── EXCERPT TO READ ──

1885–1922
- Seats: 1
- Created from: County Kilkenny
- Replaced by: Carlow–Kilkenny

= South Kilkenny =

UK constituency in Ireland, 1885 to 1922

South Kilkenny was a UK Parliament constituency in Ireland.

==Boundaries==
This county constituency comprised the southern part of County Kilkenny. From 1885 to 1922 it returned one Member of Parliament. It was redrawn in 1918, taking into account the abolition of Kilkenny City as a parliamentary borough, the transfer of part of the town of New Ross to County Wexford, and the transfer of the Kilculliheen area to County Kilkenny from Waterford city following the Local Government (Ireland) Act 1898.

1885–1918: The baronies of Callan, Ida, Iverk and Knocktopher, and that part of the barony of Gowran contained within the parishes of Ballylinch, Columbkille, Famma, Graiguenamanagh, Inistioge, Jerpoint Abbey, Jerpoint West, Kilfane, Pleberstown, Thomastown and Ullard.

1918–1922: The rural districts of Callan, Carrick-on-Suir No. 3, Ida, Thomastown and Waterford No. 2.

Before the 1885 United Kingdom general election the area was part of the County Kilkenny constituency. The constituency ceased to be entitled to be represented in the UK House of Commons on the dissolution of 26 October 1922, shortly before the Irish Free State came into legal existence on 6 December 1922.

==First Dáil==
The constituency was, in Irish republican theory, entitled to return one Teachta Dála (known in English as a Deputy) in 1918 to serve in the Irish Republic's First Dáil. Sinn Féin used the 1918 general election to elect the Dáil. The revolutionary body assembled on 21 January 1919. The list of members read out on that day included everyone elected in Ireland. Only the Sinn Féin Deputies participated in the Dáil, but the other Irish MPs could have done so if they had chosen to adhere to the Republic.

The First Dáil, passed a motion at its last meeting on 10 May 1921, the first three parts of which make explicit the republican view.
1. That the Parliamentary elections which are to take place during the present month be regarded as elections to Dáil Éireann.
2. That all deputies duly returned at these elections be regarded as members of Dáil Éireann and allowed to take their seats on subscribing to the proposed Oath of Allegiance.
3. That the present Dáil dissolve automatically as soon as the new body has been summoned by the President and called to order.

The Second Dáil first met on 16 August 1921, thereby dissolving the First Dáil.

Sinn Féin had decided to use the polls for the Northern Ireland House of Commons and the House of Commons of Southern Ireland as an election for the Irish Republic's Second Dáil. No actual voting was necessary in Southern Ireland as all the seats were filled by unopposed returns. Except for Dublin University all other constituencies elected Sinn Féin TDs. As with the First Dáil, the other deputies could have joined the Dáil if they chose.

───
── GIVEN INFORMATION ──

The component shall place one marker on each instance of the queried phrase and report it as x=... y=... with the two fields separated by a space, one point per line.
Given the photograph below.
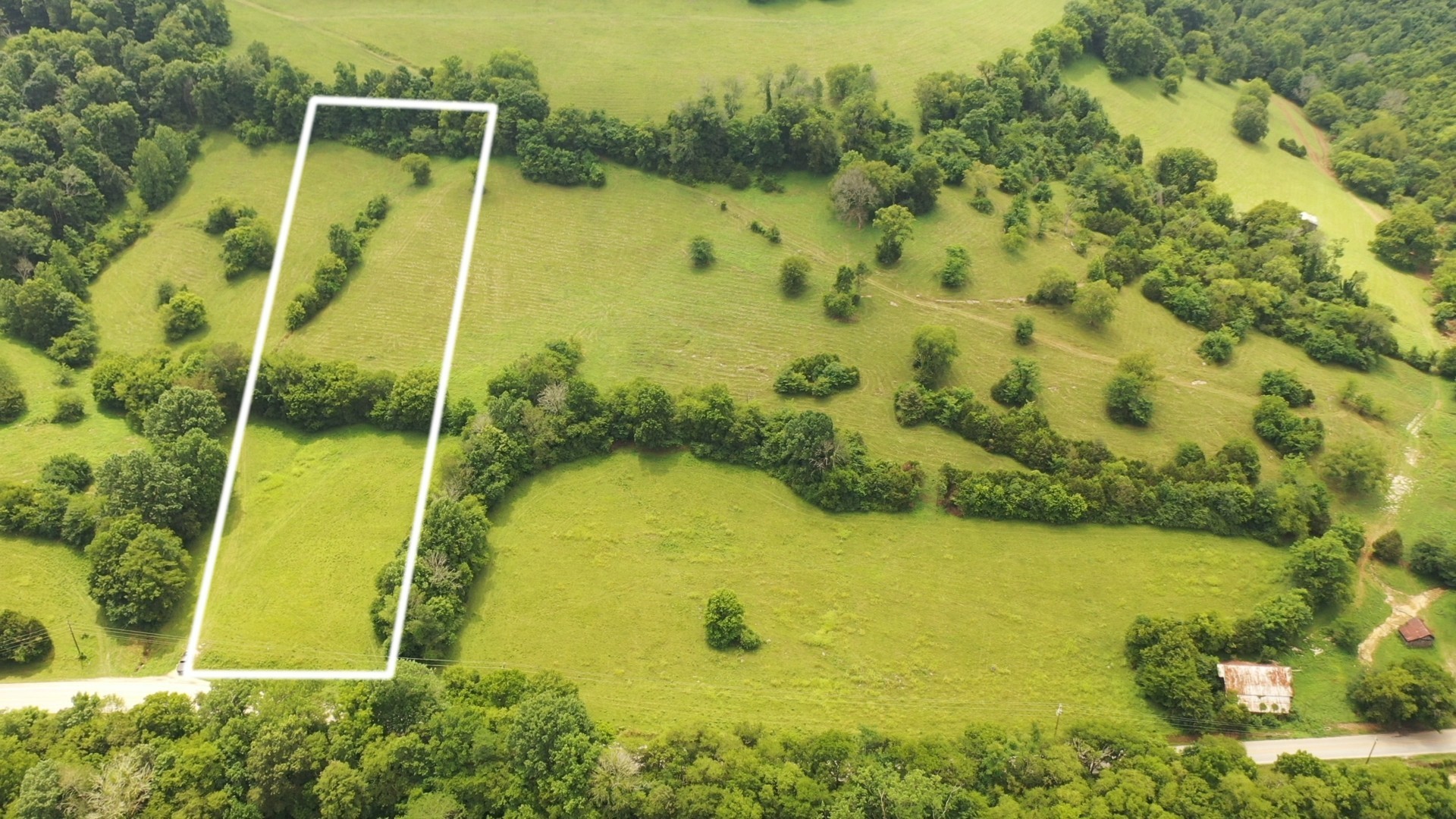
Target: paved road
x=55 y=695
x=1357 y=746
x=133 y=689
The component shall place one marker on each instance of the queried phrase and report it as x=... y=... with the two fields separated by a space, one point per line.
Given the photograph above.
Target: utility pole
x=77 y=643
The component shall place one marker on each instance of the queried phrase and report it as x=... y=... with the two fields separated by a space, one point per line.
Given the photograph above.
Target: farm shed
x=1263 y=689
x=1417 y=634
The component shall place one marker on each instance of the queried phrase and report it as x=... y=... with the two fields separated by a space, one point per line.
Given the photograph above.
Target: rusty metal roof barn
x=1417 y=632
x=1263 y=689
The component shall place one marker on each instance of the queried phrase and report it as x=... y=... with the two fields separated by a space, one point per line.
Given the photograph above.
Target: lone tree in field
x=1022 y=330
x=726 y=623
x=419 y=167
x=701 y=249
x=1251 y=118
x=957 y=267
x=1095 y=303
x=182 y=315
x=1128 y=400
x=1019 y=385
x=1408 y=240
x=896 y=224
x=934 y=352
x=794 y=276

───

WHAT YOU WILL DO
• 1. Can you turn the paragraph of the South Kilkenny article beginning "This county constituency comprised" into a short bulleted list that keeps its main facts?
• 2. Could you offset the coordinates in the records by adding 118 to every number, covering only the lines from the start of the records through the line holding "x=1417 y=634", inclusive? Repeat those lines in full with the requests included, but leave the pictures out.
The records have no connection to the article on South Kilkenny.

EXPECTED ANSWERS
• 1.
- Covered the southern part of County Kilkenny
- Returned one Member of Parliament from 1885 to 1922
- Redrawn in 1918 to account for:
  - the abolition of Kilkenny City as a parliamentary borough
  - the transfer of part of New Ross to County Wexford
  - the transfer of the Kilculliheen area from Waterford city to County Kilkenny under the Local Government (Ireland) Act 1898

• 2.
The component shall place one marker on each instance of the queried phrase and report it as x=... y=... with the two fields separated by a space, one point per line.
Given the photograph below.
Target: paved road
x=173 y=813
x=1475 y=864
x=251 y=807
The component shall place one marker on each instance of the queried phrase and report it as x=... y=... with the two fields separated by a space, one point per line.
Given the photograph above.
Target: utility pole
x=195 y=761
The component shall place one marker on each instance of the queried phrase and report it as x=... y=... with the two fields separated by a space, one point per line.
Given the photograph above.
Target: farm shed
x=1381 y=807
x=1535 y=752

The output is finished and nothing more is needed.